[TASK OBJECTIVE]: Please extend the forum thread on Facebook's user metrics and Hive storage with a few more posts that pick up after its last one.
+++ PAGE EXTRACT +++
If anyone cares, I went and looked at their metrics and it seems that Q2 to Q3 was one of their biggest increases in mobile alone(albeit not by a whole lot) in quite a while, yet if you look at the raw user metrics over all platforms, it was slower than almost every other quarter in terms of users gained. I'm not sure if this adds any credibility to my wild theory, but it does at least show there is something affecting the increase in mobile usage, although that could just be market factors.

Interestingly, Twitter's metrics don't appear to show any similar rise in the rate of adoption.

It's been doing this for me via email lately and it's really annoying.

I use gmail's filter to dump them and 99% of my emails to various labels. Once every 2-4 weeks, when I am in the mood, I check them out then delete them all. :-)

Sorry if this is a silly question, but what are "toasts"?

Thank you! I never knew what those were called.

Something does not add up about hive: They say it has 300 PB, and it generates 4PB per day - which means, at this rate, all data was generated within the last 75 days.

Most likely that the 300PB are distilled/normalized/compacted data whereas the 4PB per day are raw logs.

This is the correct answer. Source: I am a FB employee.


So, how much does the 4PB of data go down to when it goes into hive? My guess would be something like 200TB.

Is it zipped (or lz4/lzo/zopfli/lzma whatever)? Or is it just "distilled"?

99% of raw data is useless. Just as a rule.

Most of it likely gets tossed into a program to determine if somebody actually needs to do anything, or if something is actually breaking.
+++ LISTED ENTRIES +++
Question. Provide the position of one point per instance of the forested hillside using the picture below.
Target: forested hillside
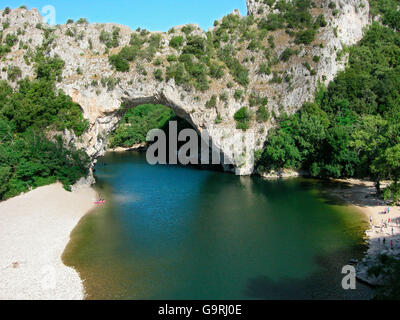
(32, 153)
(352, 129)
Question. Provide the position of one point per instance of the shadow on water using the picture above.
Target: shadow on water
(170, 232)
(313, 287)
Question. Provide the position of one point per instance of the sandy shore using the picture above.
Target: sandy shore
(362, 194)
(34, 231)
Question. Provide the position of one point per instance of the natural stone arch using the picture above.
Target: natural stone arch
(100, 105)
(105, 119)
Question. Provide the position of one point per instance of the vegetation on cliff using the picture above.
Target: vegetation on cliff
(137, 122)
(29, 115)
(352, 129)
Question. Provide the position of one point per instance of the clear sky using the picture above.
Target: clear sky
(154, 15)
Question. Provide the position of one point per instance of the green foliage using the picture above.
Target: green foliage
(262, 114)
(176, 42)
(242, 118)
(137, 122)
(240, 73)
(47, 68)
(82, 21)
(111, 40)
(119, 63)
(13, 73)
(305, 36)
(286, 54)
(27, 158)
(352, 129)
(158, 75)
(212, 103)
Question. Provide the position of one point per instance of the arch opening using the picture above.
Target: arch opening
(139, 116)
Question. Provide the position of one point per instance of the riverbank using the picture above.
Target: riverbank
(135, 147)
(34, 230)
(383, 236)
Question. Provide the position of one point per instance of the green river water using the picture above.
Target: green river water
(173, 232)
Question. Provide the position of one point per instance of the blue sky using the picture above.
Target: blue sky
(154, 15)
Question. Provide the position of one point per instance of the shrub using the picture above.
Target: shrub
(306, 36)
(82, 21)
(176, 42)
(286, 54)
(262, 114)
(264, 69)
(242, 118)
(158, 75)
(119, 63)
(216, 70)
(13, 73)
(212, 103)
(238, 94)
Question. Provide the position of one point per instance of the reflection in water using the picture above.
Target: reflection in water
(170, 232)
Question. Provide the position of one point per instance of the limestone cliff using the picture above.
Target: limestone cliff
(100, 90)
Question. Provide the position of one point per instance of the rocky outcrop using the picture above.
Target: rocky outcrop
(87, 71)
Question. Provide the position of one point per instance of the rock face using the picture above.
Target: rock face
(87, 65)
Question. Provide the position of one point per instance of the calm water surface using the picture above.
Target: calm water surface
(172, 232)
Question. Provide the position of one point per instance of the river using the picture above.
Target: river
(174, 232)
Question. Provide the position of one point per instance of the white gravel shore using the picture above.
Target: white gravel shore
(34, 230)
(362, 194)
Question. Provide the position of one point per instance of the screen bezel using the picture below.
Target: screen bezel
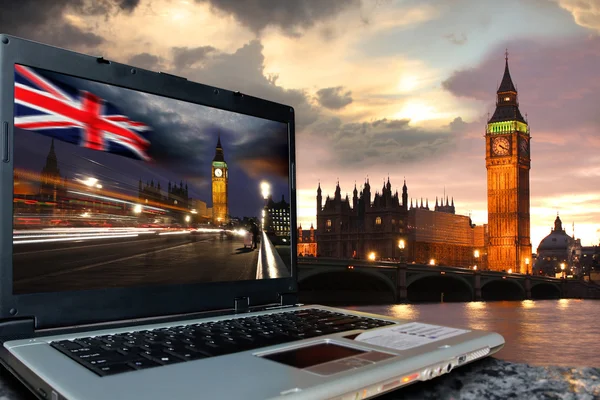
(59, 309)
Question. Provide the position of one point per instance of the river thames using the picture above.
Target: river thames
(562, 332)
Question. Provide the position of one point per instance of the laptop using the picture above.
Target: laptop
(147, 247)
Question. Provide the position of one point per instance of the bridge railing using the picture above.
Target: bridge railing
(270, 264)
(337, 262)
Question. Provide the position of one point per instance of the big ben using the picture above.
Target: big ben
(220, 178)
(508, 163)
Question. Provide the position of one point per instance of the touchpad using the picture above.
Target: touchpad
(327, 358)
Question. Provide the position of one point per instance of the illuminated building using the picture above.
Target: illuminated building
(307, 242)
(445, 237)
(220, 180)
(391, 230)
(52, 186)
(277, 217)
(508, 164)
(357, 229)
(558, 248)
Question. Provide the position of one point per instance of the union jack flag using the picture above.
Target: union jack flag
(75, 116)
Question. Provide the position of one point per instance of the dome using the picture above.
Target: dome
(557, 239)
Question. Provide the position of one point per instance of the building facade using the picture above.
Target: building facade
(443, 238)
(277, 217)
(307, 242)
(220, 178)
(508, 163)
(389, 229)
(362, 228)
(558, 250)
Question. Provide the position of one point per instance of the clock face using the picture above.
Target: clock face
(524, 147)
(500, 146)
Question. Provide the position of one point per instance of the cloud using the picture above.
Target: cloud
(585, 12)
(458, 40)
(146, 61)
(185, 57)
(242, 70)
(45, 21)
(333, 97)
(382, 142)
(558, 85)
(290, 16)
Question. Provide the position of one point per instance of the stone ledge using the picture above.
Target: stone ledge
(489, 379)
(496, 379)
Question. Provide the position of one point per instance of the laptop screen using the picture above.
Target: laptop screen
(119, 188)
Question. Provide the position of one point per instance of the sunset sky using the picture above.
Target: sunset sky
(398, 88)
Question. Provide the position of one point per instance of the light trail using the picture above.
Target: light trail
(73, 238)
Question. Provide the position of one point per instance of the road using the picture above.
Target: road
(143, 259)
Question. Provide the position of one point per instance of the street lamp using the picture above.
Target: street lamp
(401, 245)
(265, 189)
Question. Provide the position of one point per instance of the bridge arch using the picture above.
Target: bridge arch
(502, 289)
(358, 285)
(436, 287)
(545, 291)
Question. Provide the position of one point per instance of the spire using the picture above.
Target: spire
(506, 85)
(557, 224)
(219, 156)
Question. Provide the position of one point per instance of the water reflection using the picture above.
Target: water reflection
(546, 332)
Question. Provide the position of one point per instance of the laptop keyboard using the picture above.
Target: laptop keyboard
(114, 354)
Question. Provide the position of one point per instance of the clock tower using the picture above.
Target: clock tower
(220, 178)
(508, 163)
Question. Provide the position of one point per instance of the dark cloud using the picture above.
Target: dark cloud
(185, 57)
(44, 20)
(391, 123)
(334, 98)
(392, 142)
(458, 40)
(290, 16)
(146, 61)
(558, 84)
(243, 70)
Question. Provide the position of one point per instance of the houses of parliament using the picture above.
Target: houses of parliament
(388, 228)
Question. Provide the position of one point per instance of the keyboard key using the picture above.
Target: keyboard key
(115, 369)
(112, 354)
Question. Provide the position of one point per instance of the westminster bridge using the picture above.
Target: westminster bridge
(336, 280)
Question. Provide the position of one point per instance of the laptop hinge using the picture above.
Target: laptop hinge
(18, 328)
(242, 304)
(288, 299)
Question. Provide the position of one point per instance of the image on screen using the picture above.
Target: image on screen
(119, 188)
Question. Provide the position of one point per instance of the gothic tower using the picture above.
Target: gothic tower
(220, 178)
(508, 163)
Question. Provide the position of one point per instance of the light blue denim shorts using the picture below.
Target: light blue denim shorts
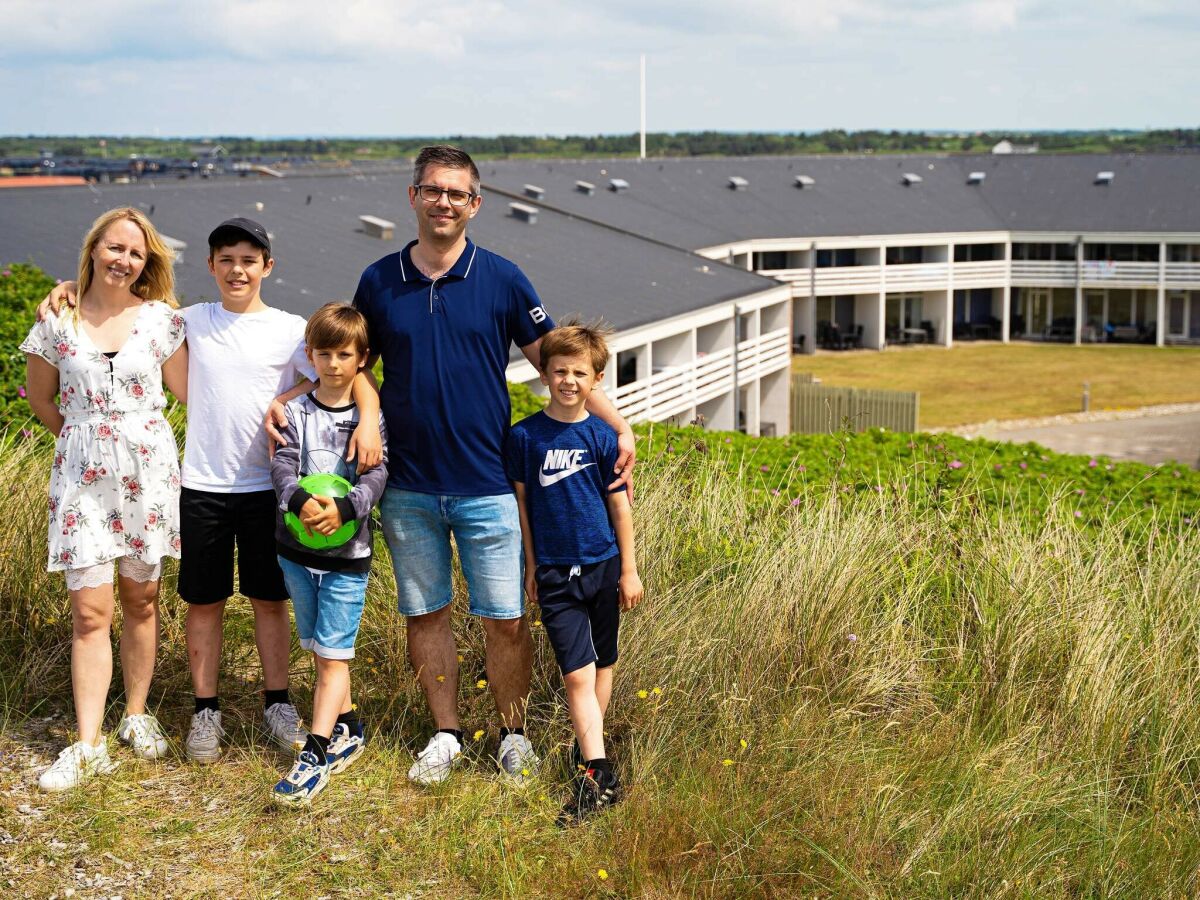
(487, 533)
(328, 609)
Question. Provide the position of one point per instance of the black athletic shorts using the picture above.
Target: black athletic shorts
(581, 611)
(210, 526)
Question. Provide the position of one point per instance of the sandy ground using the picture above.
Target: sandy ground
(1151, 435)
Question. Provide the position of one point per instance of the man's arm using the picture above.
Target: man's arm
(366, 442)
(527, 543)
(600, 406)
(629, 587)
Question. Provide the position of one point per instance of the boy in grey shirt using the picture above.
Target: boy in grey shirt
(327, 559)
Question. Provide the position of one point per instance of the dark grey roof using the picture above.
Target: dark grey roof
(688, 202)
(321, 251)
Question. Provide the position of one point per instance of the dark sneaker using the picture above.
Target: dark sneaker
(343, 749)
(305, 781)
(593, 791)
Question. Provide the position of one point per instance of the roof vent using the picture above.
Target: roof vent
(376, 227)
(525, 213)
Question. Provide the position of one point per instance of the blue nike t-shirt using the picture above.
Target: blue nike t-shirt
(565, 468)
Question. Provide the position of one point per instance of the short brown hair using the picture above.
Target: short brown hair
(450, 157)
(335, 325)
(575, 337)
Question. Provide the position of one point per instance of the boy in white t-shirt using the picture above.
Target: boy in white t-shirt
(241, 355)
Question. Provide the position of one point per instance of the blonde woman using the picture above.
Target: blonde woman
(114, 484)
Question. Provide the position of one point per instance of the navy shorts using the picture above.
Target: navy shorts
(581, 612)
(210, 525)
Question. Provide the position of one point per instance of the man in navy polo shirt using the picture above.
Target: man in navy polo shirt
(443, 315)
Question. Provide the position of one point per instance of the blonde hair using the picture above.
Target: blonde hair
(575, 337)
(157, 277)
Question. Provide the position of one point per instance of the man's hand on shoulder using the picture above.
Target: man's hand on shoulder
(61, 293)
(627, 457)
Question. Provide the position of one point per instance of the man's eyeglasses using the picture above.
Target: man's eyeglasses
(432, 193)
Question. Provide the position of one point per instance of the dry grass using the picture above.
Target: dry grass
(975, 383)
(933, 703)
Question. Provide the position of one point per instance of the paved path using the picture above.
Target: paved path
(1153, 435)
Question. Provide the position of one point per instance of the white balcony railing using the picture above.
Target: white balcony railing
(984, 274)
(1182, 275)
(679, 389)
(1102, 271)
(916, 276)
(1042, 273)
+++
+++ LISTED ENTRIES +++
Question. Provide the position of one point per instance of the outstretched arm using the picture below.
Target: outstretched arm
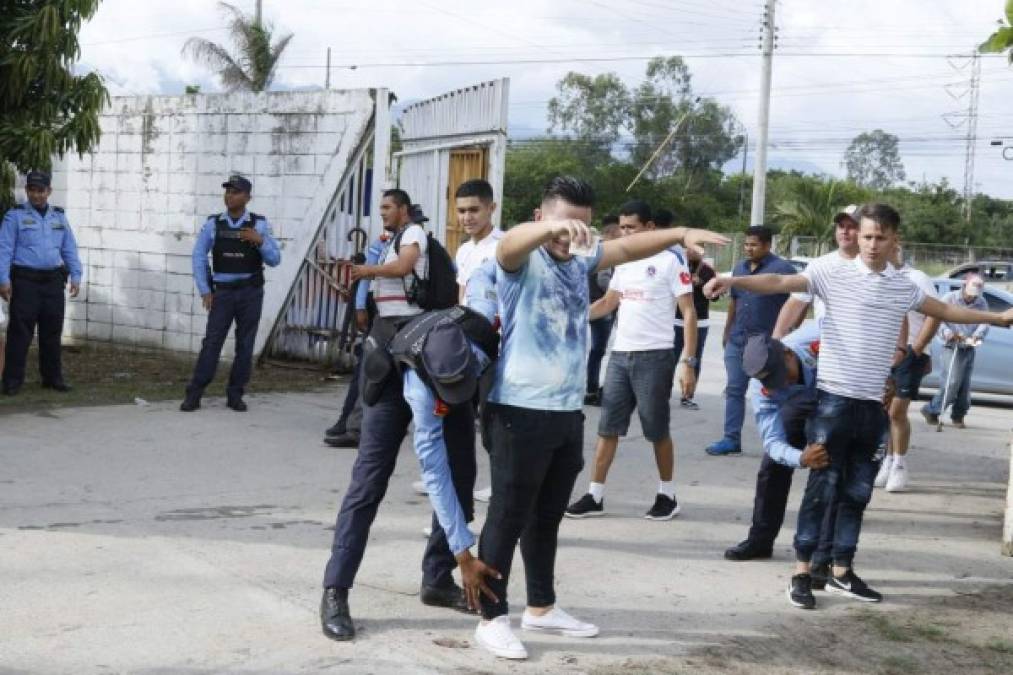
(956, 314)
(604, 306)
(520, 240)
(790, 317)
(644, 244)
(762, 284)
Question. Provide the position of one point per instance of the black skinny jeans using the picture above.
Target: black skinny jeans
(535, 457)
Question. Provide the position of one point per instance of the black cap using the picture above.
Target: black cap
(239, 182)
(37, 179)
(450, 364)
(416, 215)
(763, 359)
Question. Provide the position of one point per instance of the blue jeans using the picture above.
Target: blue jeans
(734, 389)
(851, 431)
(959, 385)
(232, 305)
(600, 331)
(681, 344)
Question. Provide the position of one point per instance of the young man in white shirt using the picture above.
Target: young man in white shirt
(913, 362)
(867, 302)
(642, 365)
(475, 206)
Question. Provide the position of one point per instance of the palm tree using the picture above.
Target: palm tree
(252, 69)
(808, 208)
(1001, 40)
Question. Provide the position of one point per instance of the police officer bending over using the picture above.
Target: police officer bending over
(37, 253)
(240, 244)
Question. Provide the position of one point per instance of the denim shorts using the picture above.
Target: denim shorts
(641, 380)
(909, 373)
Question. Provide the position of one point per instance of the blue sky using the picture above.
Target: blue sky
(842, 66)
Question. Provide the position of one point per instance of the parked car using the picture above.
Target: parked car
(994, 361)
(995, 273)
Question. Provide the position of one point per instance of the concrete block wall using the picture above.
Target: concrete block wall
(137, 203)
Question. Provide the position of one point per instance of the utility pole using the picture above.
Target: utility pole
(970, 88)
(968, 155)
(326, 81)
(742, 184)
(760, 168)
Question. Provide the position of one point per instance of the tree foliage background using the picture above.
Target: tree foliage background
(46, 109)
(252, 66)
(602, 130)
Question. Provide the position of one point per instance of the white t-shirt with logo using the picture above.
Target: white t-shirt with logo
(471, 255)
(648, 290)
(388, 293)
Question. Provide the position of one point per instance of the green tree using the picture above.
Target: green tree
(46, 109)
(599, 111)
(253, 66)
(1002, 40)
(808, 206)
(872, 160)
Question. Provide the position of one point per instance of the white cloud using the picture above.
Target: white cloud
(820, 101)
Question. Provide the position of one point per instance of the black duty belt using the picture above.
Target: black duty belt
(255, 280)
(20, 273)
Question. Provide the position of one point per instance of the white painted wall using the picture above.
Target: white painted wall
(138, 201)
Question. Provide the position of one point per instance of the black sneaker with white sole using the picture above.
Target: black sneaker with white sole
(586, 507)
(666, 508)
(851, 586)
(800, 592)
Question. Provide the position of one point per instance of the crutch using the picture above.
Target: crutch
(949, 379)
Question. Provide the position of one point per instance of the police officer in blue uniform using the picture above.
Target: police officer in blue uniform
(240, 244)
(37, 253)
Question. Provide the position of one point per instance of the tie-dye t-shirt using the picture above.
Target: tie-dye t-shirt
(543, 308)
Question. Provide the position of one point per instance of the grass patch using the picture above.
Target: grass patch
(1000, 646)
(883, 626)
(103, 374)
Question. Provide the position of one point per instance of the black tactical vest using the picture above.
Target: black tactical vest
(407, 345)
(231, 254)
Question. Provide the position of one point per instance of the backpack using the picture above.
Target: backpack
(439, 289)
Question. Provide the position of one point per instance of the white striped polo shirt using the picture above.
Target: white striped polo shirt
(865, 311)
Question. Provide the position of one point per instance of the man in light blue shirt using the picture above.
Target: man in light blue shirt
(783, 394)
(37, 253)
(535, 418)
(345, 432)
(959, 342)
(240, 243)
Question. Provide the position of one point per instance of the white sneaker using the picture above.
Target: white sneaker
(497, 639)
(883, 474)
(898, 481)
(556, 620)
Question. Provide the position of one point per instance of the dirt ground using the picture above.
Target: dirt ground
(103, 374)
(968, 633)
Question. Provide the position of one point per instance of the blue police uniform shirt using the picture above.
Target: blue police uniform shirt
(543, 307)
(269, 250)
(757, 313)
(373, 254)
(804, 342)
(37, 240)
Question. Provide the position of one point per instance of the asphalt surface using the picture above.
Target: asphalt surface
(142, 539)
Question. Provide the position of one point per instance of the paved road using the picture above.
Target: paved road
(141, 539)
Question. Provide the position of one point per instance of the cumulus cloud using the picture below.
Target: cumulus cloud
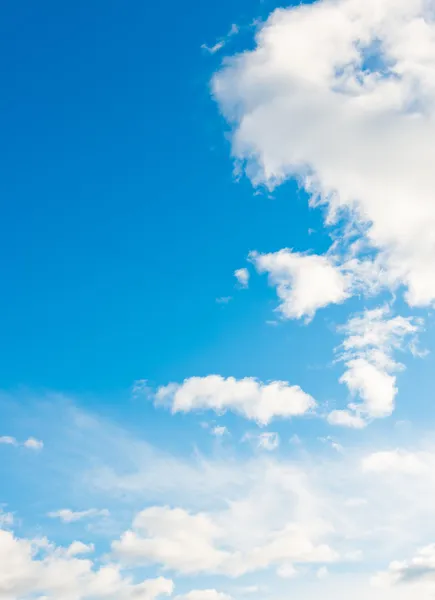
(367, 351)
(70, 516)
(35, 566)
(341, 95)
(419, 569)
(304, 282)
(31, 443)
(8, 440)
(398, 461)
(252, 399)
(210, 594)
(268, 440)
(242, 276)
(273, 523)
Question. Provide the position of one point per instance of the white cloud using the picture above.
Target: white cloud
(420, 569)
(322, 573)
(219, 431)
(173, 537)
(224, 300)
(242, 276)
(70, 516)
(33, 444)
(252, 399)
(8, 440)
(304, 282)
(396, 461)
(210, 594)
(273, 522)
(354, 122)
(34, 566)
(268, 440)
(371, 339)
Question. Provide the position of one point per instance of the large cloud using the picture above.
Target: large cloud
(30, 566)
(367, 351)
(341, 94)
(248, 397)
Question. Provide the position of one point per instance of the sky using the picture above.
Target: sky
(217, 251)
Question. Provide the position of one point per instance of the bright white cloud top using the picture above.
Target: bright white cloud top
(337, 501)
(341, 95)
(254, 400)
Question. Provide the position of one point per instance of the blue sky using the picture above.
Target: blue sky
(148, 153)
+++
[EXERCISE RESULT]:
For example raw user interaction doesn't really grow. While the event is likely ~1kb or so of raw data, at the end your just incrementing a 64bit counter.

This is a baseless exaggerated post but should shed some light on.

> 99% of raw data is useless. Just as a rule.

Well, as a non-facebook user, I think 99.9999% of facebook data is useless :) But facebook is in the habit of tracking everyone's surfing habits across the web (through "like" links), and I assume they do more than just "increment a counter with it", even if they don't keep every single detail.

Also 800.000 tables? Surely not in the sense I'm used to, that is, normalized forms where a table corresponds roughy to some business object/noun? Does table mean something else or are there 800k different types of data in there?

Yeah that's hard to wrap my head around. We have 2k in a large app and that's daunting. Really curious why that came to be (though that's probably the least interesting thing in this article)

Data is not stored forever. If most data is only stored ~30 days, then the numbers make sense.

I'm really curious how they handle paging if they're only using memcached. E.G. If a a photo node has 10,000 comment nodes (and thus 10,000 edges linking the photo to the comments), chances are you only want to display the most recent 50 comments. Are all of the 10,000 edges stored in memcached under one key and then paged on the application servers? Are they stored in chunks under multiple keys? How is cache consistency maintained if somebody makes a new comment (maintaining the time ordering seems tricky and expensive)?

This is a problem I'm actively trying to solve for a project, so if somebody knows the answer, please get in touch!

That's what TAO (mentioned in the article) is for

Yes, I've read the TAO paper and referenced it heavily for my project. I'm curious about the implementation specifics of the caching layer.

EDIT: More specifically, how do you efficiently cache your data such that an assoc_range query can be answered from cached without O(n) operations on your application servers. Memcached can't answer a query like "give me 50 items starting from position 0 in the list" as far as i'm aware, so you'd need to pull the whole list to the application server and slice it up there. When you consider that you want the 50 most recent items too, maintaining sorted lists adds extra complexity.

TAO is used in place of memcached. You don't ask TAO for a whole list and place it into memcached. You ask TAO for "give me 50 items starting from position 0 in the list", and the TAO cache keeps this list in sorted order.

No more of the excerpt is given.